Recorded information -
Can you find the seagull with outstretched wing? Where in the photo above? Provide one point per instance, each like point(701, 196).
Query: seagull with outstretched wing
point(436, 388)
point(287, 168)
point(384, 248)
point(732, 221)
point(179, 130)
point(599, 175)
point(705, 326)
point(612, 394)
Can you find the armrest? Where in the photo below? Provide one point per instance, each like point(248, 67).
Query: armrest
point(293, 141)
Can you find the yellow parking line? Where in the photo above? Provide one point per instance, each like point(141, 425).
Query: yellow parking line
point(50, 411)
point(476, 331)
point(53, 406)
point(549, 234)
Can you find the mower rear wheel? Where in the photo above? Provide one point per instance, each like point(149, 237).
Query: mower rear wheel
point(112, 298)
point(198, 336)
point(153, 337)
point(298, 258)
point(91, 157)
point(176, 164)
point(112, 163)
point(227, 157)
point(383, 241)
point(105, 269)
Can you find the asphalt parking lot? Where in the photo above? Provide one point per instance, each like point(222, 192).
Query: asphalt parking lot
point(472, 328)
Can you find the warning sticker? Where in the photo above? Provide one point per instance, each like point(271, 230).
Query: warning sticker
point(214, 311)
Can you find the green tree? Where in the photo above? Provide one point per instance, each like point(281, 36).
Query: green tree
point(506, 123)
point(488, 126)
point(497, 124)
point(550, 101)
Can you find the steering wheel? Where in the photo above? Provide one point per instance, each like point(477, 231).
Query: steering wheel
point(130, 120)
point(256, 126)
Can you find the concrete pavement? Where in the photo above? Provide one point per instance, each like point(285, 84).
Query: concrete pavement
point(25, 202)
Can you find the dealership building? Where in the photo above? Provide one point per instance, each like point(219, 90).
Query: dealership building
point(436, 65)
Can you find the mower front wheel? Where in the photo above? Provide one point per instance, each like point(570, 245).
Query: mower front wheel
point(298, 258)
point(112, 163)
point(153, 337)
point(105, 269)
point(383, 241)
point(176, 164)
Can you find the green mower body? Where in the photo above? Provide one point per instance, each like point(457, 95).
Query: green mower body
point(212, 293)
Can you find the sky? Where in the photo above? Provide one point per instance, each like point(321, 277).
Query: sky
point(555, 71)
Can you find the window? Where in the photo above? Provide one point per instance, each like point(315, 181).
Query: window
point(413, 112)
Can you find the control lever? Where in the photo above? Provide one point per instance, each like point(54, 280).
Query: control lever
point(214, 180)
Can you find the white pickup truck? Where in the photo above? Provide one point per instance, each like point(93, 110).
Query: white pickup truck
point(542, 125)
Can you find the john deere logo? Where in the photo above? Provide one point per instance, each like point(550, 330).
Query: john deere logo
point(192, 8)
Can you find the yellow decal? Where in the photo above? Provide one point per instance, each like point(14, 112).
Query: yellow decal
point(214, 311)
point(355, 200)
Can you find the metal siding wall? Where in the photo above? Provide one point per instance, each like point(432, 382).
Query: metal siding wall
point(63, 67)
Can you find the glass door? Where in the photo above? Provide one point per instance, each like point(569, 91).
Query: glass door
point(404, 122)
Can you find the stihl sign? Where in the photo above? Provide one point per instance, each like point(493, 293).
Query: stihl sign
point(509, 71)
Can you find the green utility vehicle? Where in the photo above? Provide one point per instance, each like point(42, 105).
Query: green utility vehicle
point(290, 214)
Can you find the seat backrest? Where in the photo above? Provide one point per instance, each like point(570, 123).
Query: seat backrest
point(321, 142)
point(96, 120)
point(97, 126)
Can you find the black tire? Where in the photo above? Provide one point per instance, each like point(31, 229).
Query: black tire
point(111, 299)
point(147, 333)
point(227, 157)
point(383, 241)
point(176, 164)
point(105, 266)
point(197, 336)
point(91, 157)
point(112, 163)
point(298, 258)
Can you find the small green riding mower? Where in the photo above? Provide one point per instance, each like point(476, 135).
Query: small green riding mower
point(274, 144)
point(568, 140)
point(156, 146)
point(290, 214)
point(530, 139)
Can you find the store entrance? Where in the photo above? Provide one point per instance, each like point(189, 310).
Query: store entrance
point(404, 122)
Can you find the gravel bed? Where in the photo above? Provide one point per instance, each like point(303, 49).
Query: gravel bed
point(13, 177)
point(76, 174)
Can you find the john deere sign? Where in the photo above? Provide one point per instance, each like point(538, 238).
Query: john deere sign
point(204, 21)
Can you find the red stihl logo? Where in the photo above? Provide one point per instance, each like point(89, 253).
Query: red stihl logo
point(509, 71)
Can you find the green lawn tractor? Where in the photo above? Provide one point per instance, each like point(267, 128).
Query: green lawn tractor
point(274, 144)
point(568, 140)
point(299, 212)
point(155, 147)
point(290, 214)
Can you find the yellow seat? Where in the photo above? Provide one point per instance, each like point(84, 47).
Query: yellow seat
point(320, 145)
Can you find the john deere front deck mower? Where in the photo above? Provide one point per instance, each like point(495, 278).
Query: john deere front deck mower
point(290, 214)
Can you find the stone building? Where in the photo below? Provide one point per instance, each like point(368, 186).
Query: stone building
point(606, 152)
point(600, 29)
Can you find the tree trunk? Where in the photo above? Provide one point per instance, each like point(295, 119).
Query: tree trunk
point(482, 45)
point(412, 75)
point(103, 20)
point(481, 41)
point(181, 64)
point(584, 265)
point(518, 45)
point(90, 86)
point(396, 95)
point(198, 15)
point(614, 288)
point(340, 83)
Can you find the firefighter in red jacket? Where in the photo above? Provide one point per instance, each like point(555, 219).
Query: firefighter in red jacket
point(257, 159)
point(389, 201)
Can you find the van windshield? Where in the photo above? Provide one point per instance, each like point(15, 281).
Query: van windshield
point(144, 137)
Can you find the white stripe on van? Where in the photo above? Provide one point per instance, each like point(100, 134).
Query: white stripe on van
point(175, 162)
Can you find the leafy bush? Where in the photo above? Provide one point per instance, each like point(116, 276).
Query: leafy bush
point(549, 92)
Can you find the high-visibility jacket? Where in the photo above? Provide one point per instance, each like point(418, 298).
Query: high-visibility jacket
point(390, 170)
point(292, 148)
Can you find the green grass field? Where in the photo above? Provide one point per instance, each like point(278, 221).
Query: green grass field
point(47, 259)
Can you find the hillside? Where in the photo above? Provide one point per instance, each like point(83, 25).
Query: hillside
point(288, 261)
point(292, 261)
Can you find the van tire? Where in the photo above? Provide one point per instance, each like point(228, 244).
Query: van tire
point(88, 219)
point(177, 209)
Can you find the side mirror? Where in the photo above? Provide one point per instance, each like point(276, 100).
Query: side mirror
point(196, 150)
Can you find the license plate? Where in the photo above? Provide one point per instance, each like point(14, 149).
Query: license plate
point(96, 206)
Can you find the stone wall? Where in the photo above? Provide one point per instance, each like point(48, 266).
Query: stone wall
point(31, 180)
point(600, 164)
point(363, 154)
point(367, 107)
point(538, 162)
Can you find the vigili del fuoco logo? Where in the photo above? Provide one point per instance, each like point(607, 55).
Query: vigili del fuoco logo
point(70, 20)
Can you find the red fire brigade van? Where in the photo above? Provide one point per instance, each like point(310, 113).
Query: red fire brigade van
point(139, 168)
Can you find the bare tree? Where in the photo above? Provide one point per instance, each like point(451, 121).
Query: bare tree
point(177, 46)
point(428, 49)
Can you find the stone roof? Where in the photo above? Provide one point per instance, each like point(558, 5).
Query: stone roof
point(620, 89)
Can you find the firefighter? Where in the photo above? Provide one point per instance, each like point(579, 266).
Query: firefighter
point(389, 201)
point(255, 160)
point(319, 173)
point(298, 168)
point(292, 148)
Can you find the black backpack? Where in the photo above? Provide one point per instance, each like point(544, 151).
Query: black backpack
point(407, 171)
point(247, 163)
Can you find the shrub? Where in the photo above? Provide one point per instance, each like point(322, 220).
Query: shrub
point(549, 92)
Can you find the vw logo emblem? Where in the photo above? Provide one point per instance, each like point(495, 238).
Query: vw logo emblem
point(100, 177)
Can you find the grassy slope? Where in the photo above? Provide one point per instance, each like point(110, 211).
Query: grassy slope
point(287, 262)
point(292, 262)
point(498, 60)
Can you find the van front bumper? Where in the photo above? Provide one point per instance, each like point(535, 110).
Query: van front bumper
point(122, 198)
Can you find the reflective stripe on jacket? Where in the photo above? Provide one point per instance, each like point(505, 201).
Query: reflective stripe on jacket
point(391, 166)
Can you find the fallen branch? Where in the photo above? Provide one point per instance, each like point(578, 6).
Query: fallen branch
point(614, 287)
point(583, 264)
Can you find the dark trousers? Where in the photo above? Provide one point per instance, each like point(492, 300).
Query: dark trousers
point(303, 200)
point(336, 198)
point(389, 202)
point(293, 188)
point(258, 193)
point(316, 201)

Problem statement -
A single number is the answer: how many lines of the material above hold the word "below"?

Solution for this task -
2